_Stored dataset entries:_
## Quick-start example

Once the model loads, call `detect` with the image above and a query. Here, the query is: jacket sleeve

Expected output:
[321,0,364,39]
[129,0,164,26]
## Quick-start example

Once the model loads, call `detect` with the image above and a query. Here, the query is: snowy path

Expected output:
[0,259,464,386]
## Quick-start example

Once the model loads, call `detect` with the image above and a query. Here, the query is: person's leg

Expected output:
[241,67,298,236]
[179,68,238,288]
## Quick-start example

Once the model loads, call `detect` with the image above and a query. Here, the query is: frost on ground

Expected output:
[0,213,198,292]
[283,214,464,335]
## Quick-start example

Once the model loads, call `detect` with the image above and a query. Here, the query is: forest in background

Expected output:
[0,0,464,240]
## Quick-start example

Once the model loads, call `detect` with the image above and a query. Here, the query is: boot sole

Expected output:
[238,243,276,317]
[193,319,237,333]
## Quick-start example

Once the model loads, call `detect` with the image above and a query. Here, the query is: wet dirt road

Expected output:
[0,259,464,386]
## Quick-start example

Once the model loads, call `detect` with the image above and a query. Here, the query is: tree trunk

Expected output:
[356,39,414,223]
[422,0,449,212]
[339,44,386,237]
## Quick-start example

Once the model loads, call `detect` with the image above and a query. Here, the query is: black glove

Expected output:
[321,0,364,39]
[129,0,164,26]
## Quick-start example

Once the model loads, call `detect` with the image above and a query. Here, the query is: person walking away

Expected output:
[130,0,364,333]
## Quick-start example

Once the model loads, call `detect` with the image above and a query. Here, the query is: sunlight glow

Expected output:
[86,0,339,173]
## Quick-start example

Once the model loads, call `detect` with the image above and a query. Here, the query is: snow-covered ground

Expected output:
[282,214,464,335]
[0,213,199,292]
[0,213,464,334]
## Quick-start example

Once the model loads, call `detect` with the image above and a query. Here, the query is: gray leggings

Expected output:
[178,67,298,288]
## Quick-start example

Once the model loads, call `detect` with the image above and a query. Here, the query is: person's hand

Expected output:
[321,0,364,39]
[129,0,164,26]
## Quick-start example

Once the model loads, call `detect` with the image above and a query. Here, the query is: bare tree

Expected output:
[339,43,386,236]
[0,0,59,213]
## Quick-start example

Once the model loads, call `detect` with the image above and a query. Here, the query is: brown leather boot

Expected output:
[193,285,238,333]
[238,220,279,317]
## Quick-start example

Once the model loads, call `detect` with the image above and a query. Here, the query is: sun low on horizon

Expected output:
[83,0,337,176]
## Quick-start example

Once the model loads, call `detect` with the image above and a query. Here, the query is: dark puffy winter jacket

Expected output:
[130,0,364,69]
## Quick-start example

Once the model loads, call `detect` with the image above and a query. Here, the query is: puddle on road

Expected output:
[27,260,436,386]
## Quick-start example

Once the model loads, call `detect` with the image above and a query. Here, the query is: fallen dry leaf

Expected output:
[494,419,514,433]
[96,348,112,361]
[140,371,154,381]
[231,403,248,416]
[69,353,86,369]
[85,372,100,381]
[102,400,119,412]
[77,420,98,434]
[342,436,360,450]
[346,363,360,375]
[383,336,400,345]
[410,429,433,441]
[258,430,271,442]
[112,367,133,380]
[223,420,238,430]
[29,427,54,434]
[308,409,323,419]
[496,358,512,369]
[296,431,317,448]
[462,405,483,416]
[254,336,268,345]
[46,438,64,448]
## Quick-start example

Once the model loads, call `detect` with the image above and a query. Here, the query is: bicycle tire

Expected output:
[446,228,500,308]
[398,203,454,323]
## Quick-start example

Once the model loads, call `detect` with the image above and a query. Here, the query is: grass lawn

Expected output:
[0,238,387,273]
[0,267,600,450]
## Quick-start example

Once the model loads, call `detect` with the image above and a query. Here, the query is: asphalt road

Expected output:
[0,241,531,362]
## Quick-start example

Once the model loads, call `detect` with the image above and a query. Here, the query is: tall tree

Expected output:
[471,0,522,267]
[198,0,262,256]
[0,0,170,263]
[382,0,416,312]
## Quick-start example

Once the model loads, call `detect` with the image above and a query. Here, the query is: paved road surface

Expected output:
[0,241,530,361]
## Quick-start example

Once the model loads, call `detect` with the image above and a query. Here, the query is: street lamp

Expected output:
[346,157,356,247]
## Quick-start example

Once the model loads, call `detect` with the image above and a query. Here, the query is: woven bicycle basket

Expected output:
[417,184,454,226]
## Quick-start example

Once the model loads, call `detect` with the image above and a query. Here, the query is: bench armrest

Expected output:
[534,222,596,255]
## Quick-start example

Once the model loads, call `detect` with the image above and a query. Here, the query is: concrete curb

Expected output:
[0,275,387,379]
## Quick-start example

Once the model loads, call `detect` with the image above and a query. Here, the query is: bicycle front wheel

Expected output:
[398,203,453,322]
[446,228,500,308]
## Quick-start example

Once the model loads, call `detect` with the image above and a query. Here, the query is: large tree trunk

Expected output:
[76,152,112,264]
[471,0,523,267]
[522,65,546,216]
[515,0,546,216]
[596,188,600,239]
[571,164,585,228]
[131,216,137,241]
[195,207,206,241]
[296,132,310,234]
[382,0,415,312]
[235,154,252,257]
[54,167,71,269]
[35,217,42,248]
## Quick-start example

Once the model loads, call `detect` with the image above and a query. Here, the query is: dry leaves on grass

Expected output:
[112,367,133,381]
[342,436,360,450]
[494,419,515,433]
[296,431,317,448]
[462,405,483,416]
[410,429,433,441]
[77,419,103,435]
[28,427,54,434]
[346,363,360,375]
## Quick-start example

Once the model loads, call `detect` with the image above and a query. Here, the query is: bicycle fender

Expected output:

_To be done:_
Locate each line in the listing above that contains the string "person", matching case, and copy those lines out.

_The result:_
Once the model loads, call `detect` with the image above and a query. Here, the query is: person's leg
Once the model loads, call `detect` with the image above and a query. Here, the query is: person walking away
Once the model loads, call `detect` with the image above and a query. Here, the query is: person's hand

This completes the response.